> Work task
All records below should be repeated exactly, with the pictures left out.

==== Provided records ====

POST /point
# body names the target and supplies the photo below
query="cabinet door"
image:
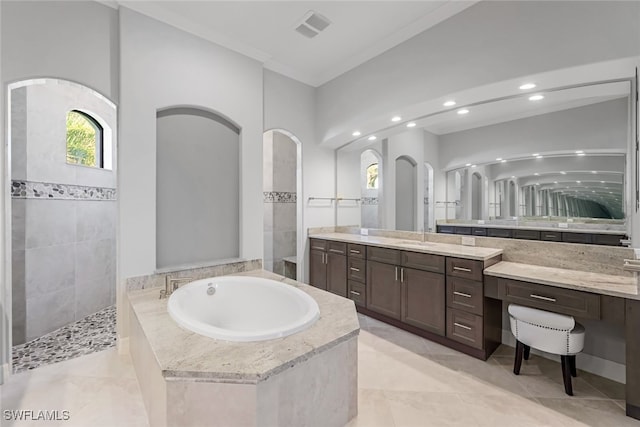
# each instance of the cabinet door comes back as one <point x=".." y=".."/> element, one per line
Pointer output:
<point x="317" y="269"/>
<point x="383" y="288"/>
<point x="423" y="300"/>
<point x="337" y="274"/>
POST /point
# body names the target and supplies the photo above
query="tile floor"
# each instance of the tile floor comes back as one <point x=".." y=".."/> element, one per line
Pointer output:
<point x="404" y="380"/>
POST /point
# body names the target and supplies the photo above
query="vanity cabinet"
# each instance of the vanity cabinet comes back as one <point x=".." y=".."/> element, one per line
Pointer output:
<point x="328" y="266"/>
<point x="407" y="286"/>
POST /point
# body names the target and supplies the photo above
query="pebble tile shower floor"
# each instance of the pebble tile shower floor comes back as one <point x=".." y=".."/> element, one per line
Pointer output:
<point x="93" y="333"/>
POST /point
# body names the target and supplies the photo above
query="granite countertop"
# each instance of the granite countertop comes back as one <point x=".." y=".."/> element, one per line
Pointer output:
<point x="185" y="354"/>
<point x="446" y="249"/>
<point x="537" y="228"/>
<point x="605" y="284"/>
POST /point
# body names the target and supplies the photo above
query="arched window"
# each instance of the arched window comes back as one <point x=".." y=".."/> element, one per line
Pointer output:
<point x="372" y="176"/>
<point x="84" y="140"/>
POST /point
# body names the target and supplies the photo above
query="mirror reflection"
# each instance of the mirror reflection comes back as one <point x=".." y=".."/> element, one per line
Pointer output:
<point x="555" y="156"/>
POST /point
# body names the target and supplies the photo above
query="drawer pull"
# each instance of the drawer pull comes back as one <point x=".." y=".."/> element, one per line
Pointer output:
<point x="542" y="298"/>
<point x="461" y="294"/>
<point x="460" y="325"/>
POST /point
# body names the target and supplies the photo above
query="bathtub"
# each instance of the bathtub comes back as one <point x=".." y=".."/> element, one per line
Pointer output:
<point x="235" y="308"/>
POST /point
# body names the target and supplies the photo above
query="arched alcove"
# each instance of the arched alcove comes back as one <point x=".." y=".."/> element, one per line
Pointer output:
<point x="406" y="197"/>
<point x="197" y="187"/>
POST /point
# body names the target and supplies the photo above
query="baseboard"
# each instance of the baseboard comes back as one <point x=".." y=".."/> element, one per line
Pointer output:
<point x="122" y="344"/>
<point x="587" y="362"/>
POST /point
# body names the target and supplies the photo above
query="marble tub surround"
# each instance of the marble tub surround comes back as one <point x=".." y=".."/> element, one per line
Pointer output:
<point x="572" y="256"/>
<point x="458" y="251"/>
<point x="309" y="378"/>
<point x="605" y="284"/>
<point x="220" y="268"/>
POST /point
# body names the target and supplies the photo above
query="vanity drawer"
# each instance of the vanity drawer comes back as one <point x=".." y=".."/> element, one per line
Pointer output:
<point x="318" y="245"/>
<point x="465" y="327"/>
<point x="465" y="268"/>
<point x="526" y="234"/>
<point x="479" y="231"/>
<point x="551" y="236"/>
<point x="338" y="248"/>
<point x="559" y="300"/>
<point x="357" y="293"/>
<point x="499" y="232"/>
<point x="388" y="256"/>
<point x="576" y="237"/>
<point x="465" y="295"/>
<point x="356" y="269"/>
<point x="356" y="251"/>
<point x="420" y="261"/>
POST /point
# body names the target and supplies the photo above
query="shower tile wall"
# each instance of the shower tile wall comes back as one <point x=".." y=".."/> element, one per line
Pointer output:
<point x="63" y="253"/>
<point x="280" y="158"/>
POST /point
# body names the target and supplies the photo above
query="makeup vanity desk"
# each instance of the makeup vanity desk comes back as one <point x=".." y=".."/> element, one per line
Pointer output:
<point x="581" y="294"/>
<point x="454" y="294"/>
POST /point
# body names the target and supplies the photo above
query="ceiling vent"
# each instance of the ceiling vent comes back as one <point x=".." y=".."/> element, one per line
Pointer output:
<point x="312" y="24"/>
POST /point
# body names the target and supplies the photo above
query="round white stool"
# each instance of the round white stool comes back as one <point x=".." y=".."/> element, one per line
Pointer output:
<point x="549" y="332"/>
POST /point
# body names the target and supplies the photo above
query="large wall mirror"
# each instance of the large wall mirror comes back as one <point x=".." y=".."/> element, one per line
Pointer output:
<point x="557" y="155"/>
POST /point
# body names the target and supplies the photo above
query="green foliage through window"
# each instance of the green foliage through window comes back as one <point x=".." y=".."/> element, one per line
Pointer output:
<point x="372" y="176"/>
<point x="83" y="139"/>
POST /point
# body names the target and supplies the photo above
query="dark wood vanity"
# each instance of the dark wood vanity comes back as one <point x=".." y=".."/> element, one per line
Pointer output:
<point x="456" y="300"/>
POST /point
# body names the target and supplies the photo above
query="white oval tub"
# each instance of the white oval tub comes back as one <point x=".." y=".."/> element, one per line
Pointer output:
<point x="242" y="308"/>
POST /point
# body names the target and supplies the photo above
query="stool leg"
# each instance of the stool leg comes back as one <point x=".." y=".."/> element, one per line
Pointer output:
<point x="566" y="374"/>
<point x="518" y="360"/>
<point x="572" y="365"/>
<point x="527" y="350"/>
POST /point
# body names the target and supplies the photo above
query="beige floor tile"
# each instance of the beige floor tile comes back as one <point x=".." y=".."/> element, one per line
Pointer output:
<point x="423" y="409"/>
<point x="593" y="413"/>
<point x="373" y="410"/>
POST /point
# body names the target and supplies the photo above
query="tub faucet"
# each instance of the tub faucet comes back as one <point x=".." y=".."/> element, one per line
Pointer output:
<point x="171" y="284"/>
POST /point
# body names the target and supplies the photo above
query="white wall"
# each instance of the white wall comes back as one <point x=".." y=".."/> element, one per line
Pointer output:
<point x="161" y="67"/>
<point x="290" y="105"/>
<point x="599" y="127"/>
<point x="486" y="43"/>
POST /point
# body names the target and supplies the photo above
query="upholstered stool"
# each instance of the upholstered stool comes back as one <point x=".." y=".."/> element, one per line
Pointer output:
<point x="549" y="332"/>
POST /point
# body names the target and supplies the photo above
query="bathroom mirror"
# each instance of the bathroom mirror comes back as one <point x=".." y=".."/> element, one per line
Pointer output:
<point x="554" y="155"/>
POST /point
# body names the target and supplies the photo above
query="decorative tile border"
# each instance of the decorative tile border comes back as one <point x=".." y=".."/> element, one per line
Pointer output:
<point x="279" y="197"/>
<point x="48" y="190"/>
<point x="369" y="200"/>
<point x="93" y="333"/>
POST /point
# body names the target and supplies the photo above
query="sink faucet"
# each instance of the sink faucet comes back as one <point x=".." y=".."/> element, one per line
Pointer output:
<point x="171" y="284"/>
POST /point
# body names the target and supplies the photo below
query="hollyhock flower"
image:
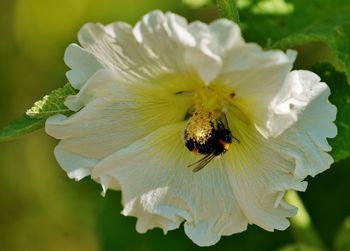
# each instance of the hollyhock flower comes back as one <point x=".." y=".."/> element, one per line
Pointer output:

====

> Response box
POST /point
# body names the target and supplies the photo below
query="cabinet door"
image:
# each instance of the cabinet door comes back as one <point x=".." y=".."/> element, one per line
Pointer output:
<point x="317" y="269"/>
<point x="383" y="288"/>
<point x="423" y="300"/>
<point x="337" y="274"/>
POST /point
# body names the target and supplies the photo above
query="tile floor"
# each instance of the tile floor comes back as one <point x=".." y=".."/> element, one per line
Pointer output:
<point x="404" y="380"/>
POST /point
# body names the target and supplies the photo above
query="vanity cabinet"
# each instance of the vanity cabinet comes back as one <point x=".." y=".."/> element, one per line
Pointer output:
<point x="328" y="266"/>
<point x="407" y="286"/>
POST /point
# body names the target and supplies the photo above
query="pebble tile shower floor"
# each instance of the pebble tile shower floor comes back as one <point x=".." y=".."/> element, one per line
Pointer output:
<point x="93" y="333"/>
POST /point
# body names the target and supplies the photo above
query="granite countertop"
# each instance of the granite countertop comes back as one <point x=".." y=".."/> element, one per line
Pointer output:
<point x="185" y="354"/>
<point x="446" y="249"/>
<point x="537" y="228"/>
<point x="605" y="284"/>
POST /point
# body names the target and supplies the photo above
query="arched window"
# each instance of the arched window comes back as one <point x=".." y=".."/> element, one per line
Pointer output:
<point x="372" y="176"/>
<point x="84" y="140"/>
POST /point
# body names the target and supplies the photo above
query="mirror reflection"
# each instance of the mirror reflection comes back as one <point x=".." y=".."/> element, one per line
Pointer output:
<point x="555" y="156"/>
POST /point
# body names the target and supplies the photo above
query="drawer pull"
# each instance of the drawer pull comes back as one <point x=".." y=".."/> element, one per line
Pointer output:
<point x="542" y="298"/>
<point x="461" y="294"/>
<point x="460" y="325"/>
POST /point
# body names the target and supplies the photo above
query="bathtub"
# each instance of the bathtub comes back as one <point x=".." y=".."/> element, one per line
Pointer output:
<point x="235" y="308"/>
POST /point
# body names the target and supplies the photo above
query="arched alcove"
# each instance of the arched alcove comes back as one <point x=".." y=".."/> element, one per line
Pointer output:
<point x="406" y="197"/>
<point x="197" y="187"/>
POST /point
# body names the target and supplies the photo above
query="baseboard"
# each instance of the baseboard comes back as one <point x=".." y=".."/> element, one per line
Pointer output:
<point x="122" y="344"/>
<point x="587" y="362"/>
POST /point
# body names the target and supplies the photo above
query="marble tub surround"
# each instance of the marble tub surround comes back as one <point x=".." y=".."/> element, one per line
Pointer output:
<point x="572" y="256"/>
<point x="458" y="251"/>
<point x="309" y="378"/>
<point x="605" y="284"/>
<point x="220" y="268"/>
POST /point
# body names the target and supplies the photo above
query="vanity drawer"
# each instance of the vanity drawer comes back as one <point x=".." y=".."/> element, one per line
Pointer output:
<point x="318" y="245"/>
<point x="465" y="327"/>
<point x="465" y="268"/>
<point x="526" y="234"/>
<point x="479" y="231"/>
<point x="551" y="236"/>
<point x="338" y="248"/>
<point x="559" y="300"/>
<point x="357" y="293"/>
<point x="499" y="232"/>
<point x="388" y="256"/>
<point x="576" y="237"/>
<point x="465" y="295"/>
<point x="356" y="269"/>
<point x="356" y="251"/>
<point x="420" y="261"/>
POST /point
# body names the target and supplies the photo above
query="shower tile wall"
# each instance of the shower tile wall comes back as one <point x=".." y=".."/> element, one per line
Pointer output:
<point x="63" y="253"/>
<point x="280" y="158"/>
POST /point
# body names the target and supplies the photo above
query="makeup vanity desk"
# each instance of the makeup vanity desk comes back as one <point x=".." y=".."/> element, one per line
Pointer output:
<point x="581" y="294"/>
<point x="454" y="294"/>
POST /point
# body names the target and supplies the photo above
query="ceiling vent"
# each instance of the ceiling vent comes back as one <point x=".." y=".."/> element, one per line
Pointer output:
<point x="312" y="24"/>
POST /point
# body names the target and supplies the photo above
query="round white stool"
# each instance of the round white stool comes back as one <point x=".." y=".."/> element, one per line
Pointer output:
<point x="549" y="332"/>
POST /point
# body names the target and supplies the photo above
query="large wall mirror"
# each instance of the large wall mirror comes back as one <point x=".." y=".."/> element, one per line
Pointer output:
<point x="557" y="155"/>
POST /point
# body names the target and supplies the photo above
query="green foliage through window"
# each instance of the green foliage through window comes back as one <point x=".." y=".."/> element, one per line
Pointer output:
<point x="372" y="176"/>
<point x="83" y="139"/>
POST /point
# body names the target and supplies the photo above
query="dark wood vanity"
# each instance of the dark wood vanity comes back as one <point x=".." y=".."/> element, one per line
Pointer output:
<point x="456" y="300"/>
POST /point
# body names the target and supplies the photo above
query="white oval tub"
# each instance of the white oval tub comes back as one <point x=".." y=".."/> element, one per line
Pointer output:
<point x="242" y="308"/>
POST /point
# body names the target and supplies the photo above
query="stool leg"
# each instance of the stool leg comes back as one <point x=".." y=".."/> element, one per line
Pointer output:
<point x="566" y="374"/>
<point x="518" y="360"/>
<point x="572" y="365"/>
<point x="527" y="350"/>
POST /point
# body names the target and supplies the photo above
query="beige floor tile"
# each instance of the beige floor tile comes back as one <point x=".." y=".."/> element, one per line
Pointer output:
<point x="423" y="409"/>
<point x="593" y="413"/>
<point x="373" y="410"/>
POST /point
# body names the target and supplies the photo above
query="tub faucet"
# each instance of the tub faucet comes back as one <point x=".." y=".."/> element, one per line
Pointer output:
<point x="171" y="284"/>
POST /point
# body names the target and supplies the photo above
query="white wall"
# each instance of the white wall comes back as one <point x=".." y=".."/> element, one per line
Pointer output:
<point x="161" y="67"/>
<point x="290" y="105"/>
<point x="599" y="127"/>
<point x="486" y="43"/>
POST /point
# body names the target and supplies the photo above
query="upholstered stool"
# each instance of the upholstered stool comes back as one <point x=".." y=".."/> element, one per line
Pointer output:
<point x="549" y="332"/>
POST /point
# body names the target and supplies the photo above
query="bathroom mirror"
# each instance of the bathroom mirror comes back as one <point x=".." y=".."/> element, one per line
Pointer output:
<point x="554" y="155"/>
POST /point
# body names the target and supplies the photo above
query="decorative tile border"
# each instance of the decorative tile border comes back as one <point x=".." y=".."/> element, one per line
Pointer output:
<point x="279" y="197"/>
<point x="48" y="190"/>
<point x="369" y="200"/>
<point x="93" y="333"/>
POST /point
# body names the target and supplies the photo above
query="sink faucet"
# each instance of the sink faucet comes back as one <point x=".." y=".."/> element, one per line
Pointer output:
<point x="171" y="284"/>
POST /point
# body names the target and supplies the photo below
query="hollyhock flower"
image:
# each instance of the hollyhock flower comes back as one <point x=".." y=".."/> element, one per line
Pointer output:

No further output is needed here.